Your task:
Using the text about the documentary film below, decide whether each statement agrees with it. Answer yes or no for each, quoting the words of the text that settle it.
1. The film was first shown on PBS in February 2014.
2. The film covers the years from the death of John Paul II through the end of Pope Francis's papacy.
3. The film's account of the Vatican Bank ends with Benedict XVI's investigations.

Given text:
((

Secrets of the Vatican is an American television documentary film. It was first aired on the PBS Channel on 25 February 2014 as an episode of PBS' Frontline TV series.

The film covers the period after the death of John Paul II until the first year of Pope Francis, and it posits a theory of what made Pope Benedict XVI resign from the papacy in 2013. It presents a return of trust in the Vatican and its new Pope, Francis, by millions of Roman Catholics after a long period of controversy regarding sexual abuse by Church authorities. It delves into reports of the existence of a "gay mafia" inside the Church and highlights the scandal involving the Legionnaires of Christ founder Marcial Maciel, who allegedly had the backing of John Paul II.

The film also tackles the papacy's struggles with cleaning up the Vatican Bank of its corrupt financial policies as an international institution by starting with Benedict XVI's hindered investigations and ending in Francis' supposedly radical initial reforms.

))

(Excerpts of location labeling data)
((

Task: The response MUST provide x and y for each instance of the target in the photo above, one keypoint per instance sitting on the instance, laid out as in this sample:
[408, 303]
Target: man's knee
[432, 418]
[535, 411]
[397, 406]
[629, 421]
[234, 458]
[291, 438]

))

Written answer:
1. Yes: "It was first aired on the PBS Channel on 25 February 2014"
2. No: "The film covers the period after the death of John Paul II until the first year of Pope Francis"
3. No: "by starting with Benedict XVI's hindered investigations and ending in Francis' supposedly radical initial reforms"